# YOUR GOAL
Set all the material down again unchanged, without the pictures.

Point labeling dataset excerpts
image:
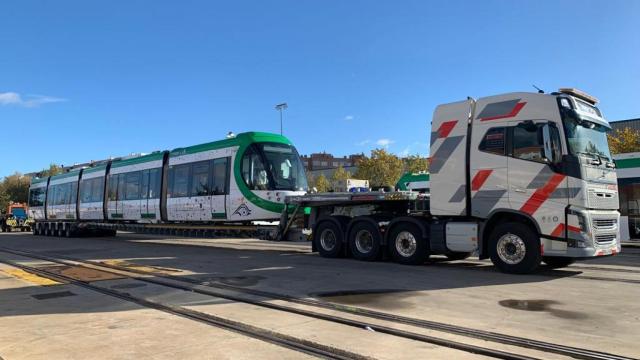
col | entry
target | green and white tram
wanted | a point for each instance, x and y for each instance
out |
(240, 179)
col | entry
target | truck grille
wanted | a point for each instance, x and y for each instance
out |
(605, 224)
(605, 238)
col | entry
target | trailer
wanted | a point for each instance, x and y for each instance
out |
(519, 178)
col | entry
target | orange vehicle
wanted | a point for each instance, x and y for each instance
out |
(16, 218)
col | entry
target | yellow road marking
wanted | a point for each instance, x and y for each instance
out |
(29, 277)
(129, 265)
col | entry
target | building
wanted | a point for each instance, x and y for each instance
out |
(325, 161)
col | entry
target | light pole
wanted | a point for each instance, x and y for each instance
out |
(281, 107)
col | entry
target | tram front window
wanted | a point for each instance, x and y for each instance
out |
(273, 167)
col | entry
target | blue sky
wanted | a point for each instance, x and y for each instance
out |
(83, 80)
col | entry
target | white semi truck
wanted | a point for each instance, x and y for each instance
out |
(520, 178)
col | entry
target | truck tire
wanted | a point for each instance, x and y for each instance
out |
(556, 262)
(330, 239)
(365, 240)
(514, 248)
(458, 255)
(407, 245)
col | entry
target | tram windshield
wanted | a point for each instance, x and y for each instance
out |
(272, 166)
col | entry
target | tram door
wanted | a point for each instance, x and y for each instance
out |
(219, 188)
(150, 194)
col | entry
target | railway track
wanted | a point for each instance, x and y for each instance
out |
(188, 284)
(302, 346)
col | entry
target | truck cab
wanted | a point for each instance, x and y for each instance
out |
(540, 180)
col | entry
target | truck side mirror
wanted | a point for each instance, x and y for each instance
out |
(548, 149)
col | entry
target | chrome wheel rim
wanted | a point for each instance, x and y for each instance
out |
(406, 244)
(328, 239)
(364, 241)
(511, 249)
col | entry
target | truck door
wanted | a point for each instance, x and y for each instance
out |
(220, 188)
(489, 171)
(536, 186)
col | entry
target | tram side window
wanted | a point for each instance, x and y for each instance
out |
(179, 180)
(132, 186)
(154, 183)
(150, 187)
(200, 179)
(113, 187)
(97, 189)
(220, 177)
(86, 186)
(36, 197)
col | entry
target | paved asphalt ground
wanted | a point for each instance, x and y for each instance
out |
(591, 305)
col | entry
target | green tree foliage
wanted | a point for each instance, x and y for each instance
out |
(339, 176)
(14, 188)
(322, 184)
(415, 163)
(381, 169)
(624, 141)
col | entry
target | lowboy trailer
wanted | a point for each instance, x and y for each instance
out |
(520, 178)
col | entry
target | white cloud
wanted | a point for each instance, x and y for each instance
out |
(12, 98)
(384, 142)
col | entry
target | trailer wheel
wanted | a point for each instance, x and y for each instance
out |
(407, 245)
(556, 262)
(365, 240)
(458, 255)
(515, 248)
(329, 240)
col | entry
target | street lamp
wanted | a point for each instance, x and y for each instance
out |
(281, 107)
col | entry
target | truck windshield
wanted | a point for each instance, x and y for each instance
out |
(587, 138)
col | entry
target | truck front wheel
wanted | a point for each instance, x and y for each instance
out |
(407, 245)
(329, 239)
(515, 248)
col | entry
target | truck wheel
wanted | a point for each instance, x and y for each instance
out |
(556, 262)
(329, 240)
(407, 245)
(458, 255)
(515, 248)
(364, 241)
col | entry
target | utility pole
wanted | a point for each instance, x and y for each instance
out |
(281, 107)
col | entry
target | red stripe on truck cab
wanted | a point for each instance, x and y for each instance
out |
(542, 194)
(446, 128)
(479, 179)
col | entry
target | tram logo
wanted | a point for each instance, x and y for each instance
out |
(242, 210)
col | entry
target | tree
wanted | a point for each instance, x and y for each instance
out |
(381, 169)
(415, 163)
(322, 184)
(339, 176)
(14, 188)
(624, 141)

# ANSWER TO THE TASK
image:
col | entry
target | green and white tram
wanted | a point for each instance, x and y for each instance
out |
(240, 179)
col | entry
target | truck grille
wanted | a point for each instance, x and y for each instance
out |
(605, 224)
(605, 238)
col | entry
target | trailer
wanted | a point for each instance, x and y for each instance
out |
(519, 178)
col | entry
target | orange vehicle
wanted | a point for each instance, x and y for each instance
out |
(16, 218)
col | entry
target | yellow road marking
wanted | a point for each instance, x and y for each instance
out |
(29, 277)
(129, 265)
col | entry
target | building
wanted | a point for each instance, x and y for each instance
out |
(325, 161)
col | entry
target | light pole
wanted | a point for each instance, x and y for each instance
out |
(281, 107)
col | entry
target | tram front window
wanted | a point for each instance, x and y for each instance
out |
(273, 167)
col | entry
target | blue sky
wanted | a point for each instance, x and y for each instance
out |
(83, 80)
col | entry
target | white semi truck
wanted | a point for each instance, x and y for each instance
out |
(520, 178)
col | entry
target | truck tire
wanted | a point for each instance, x and y for each instance
out |
(556, 262)
(330, 239)
(365, 240)
(514, 248)
(458, 255)
(407, 245)
col | entry
target | tram windshield
wanted | a point for each instance, x and y for each instance
out |
(272, 166)
col | entry
target | tram door
wanted | a point for each instance, x and y for each instance
out |
(219, 188)
(150, 194)
col | entry
target | railway track
wanted | a point for each instance, x and y for each instance
out |
(188, 284)
(302, 346)
col | entry
target | truck cab
wanted | a point for each instance, x and y for each instance
out |
(540, 180)
col | entry
target | truck side mirror
wanted | a point for each instance, x and y for each instance
out |
(548, 149)
col | entry
target | chrome wheel rim
wanted | a point for each instance, x and y for each instance
out |
(406, 244)
(328, 239)
(364, 241)
(511, 249)
col | entry
target | truck door
wanted | a point for each instance, x and y for each instance
out |
(220, 188)
(489, 171)
(536, 186)
col | entry
target | tram side window
wanted | a point for each instance, x and y for each instance
out |
(179, 180)
(132, 186)
(154, 183)
(150, 187)
(200, 179)
(113, 187)
(97, 189)
(220, 177)
(86, 186)
(36, 197)
col | entry
target | paved asphalt ground
wanted | a point for each instance, x and y for each instance
out |
(591, 305)
col | entry
target | green tree foliage
wanted | a point for each instance, x and y for each instance
out |
(339, 176)
(14, 188)
(322, 184)
(415, 163)
(381, 169)
(624, 141)
col | entry
target | lowboy trailer
wanted | a point for each instance, x and y for each instance
out |
(520, 178)
col | entry
target | white cloud
wanted | a point for each instance, x and y for each instance
out |
(12, 98)
(384, 142)
col | entry
target | trailer wheel
wanted | a point for each instance, x and y for each instance
out |
(407, 245)
(556, 262)
(365, 240)
(458, 255)
(515, 248)
(329, 240)
col | entry
target | street lamp
wanted | a point for each instance, x and y for each instance
out |
(281, 107)
col | entry
target | truck windshield
wanted | a point for each instance, x and y for each instance
out |
(587, 138)
col | entry
target | truck front wheel
wanted | a point for each instance, x and y for each instance
out |
(407, 245)
(329, 239)
(515, 248)
col | entry
target | truck wheel
wanted | a point for each instance, x and y for each instance
out |
(556, 262)
(329, 240)
(407, 245)
(458, 255)
(515, 248)
(364, 241)
col | entry
target | utility pole
wanted | a point for each instance, x and y for each instance
out |
(281, 107)
col | entry
target | red stripe on truck cab
wanted | a point for each instance, x and y for each instance
out |
(542, 194)
(446, 128)
(479, 179)
col | entry
target | tram logo
wanted | a point for each instance, x and y for each instance
out |
(242, 210)
col | entry
target | tree
wanted | a point for each instance, x and y for each instance
out |
(381, 169)
(415, 163)
(322, 184)
(339, 176)
(14, 188)
(624, 141)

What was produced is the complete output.